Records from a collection
=======
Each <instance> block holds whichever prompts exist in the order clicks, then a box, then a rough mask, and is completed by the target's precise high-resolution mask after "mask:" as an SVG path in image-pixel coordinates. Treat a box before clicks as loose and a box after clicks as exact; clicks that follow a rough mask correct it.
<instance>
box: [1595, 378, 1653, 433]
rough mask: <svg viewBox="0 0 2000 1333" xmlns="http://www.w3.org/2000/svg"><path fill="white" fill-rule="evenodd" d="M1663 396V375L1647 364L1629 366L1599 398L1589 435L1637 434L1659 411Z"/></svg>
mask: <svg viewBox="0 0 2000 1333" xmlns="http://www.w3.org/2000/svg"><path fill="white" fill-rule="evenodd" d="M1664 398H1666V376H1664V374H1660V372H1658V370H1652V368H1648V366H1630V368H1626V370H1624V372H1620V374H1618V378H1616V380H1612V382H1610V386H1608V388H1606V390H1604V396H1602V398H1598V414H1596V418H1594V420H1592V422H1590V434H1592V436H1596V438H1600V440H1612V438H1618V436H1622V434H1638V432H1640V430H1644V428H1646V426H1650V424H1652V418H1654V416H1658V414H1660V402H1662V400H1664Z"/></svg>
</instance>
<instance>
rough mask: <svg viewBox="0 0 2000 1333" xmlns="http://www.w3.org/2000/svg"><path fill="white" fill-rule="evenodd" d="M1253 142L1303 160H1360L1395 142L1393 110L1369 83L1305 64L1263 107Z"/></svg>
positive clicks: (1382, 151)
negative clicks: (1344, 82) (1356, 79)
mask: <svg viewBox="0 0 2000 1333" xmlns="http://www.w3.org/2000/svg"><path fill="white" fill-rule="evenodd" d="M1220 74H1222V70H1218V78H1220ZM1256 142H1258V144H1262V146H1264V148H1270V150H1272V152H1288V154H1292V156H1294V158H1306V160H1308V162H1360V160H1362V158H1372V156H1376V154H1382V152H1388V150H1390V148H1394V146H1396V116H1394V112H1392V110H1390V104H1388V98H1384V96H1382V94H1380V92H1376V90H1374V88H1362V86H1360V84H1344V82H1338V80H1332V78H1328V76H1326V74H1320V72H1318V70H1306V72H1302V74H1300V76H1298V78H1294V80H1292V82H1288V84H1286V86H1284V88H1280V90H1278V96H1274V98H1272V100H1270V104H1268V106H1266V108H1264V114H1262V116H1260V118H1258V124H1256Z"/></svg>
=======
Quote all the records exactly, please, leaving none out.

Each <instance> block holds whichever prompts exist in the order clicks, then a box, then a rough mask, and is completed by the target's precise high-resolution mask after "mask:" as an SVG path in image-pixel coordinates. Treat a box before clicks as loose and a box after clicks as exact; clicks that follow a rough mask correct it.
<instance>
box: [1595, 378, 1653, 433]
rough mask: <svg viewBox="0 0 2000 1333" xmlns="http://www.w3.org/2000/svg"><path fill="white" fill-rule="evenodd" d="M1663 396V375L1647 364L1629 366L1599 398L1589 435L1637 434L1659 411Z"/></svg>
mask: <svg viewBox="0 0 2000 1333" xmlns="http://www.w3.org/2000/svg"><path fill="white" fill-rule="evenodd" d="M1664 398H1666V376H1664V374H1660V372H1658V370H1652V368H1648V366H1630V368H1626V370H1624V372H1620V374H1618V378H1616V380H1612V382H1610V386H1608V388H1606V390H1604V396H1602V398H1598V414H1596V418H1594V420H1592V422H1590V434H1592V436H1596V438H1600V440H1612V438H1618V436H1622V434H1638V432H1640V430H1644V428H1646V426H1650V424H1652V418H1654V416H1658V414H1660V402H1662V400H1664Z"/></svg>
</instance>
<instance>
rough mask: <svg viewBox="0 0 2000 1333" xmlns="http://www.w3.org/2000/svg"><path fill="white" fill-rule="evenodd" d="M1253 142L1303 160H1360L1395 142L1393 110L1369 83L1305 64L1263 107Z"/></svg>
positive clicks: (1382, 151)
negative clicks: (1344, 82) (1356, 79)
mask: <svg viewBox="0 0 2000 1333" xmlns="http://www.w3.org/2000/svg"><path fill="white" fill-rule="evenodd" d="M1220 74H1222V70H1218V78H1220ZM1256 142H1258V144H1262V146H1264V148H1270V150H1272V152H1288V154H1292V156H1294V158H1306V160H1308V162H1360V160H1362V158H1372V156H1376V154H1382V152H1388V150H1390V148H1394V146H1396V116H1394V112H1392V110H1390V104H1388V98H1384V96H1382V94H1380V92H1376V90H1374V88H1362V86H1360V84H1344V82H1338V80H1332V78H1328V76H1326V74H1320V72H1318V70H1306V72H1302V74H1300V76H1298V78H1294V80H1292V82H1288V84H1286V86H1284V88H1280V90H1278V96H1274V98H1272V100H1270V104H1268V106H1266V108H1264V114H1262V116H1260V118H1258V124H1256Z"/></svg>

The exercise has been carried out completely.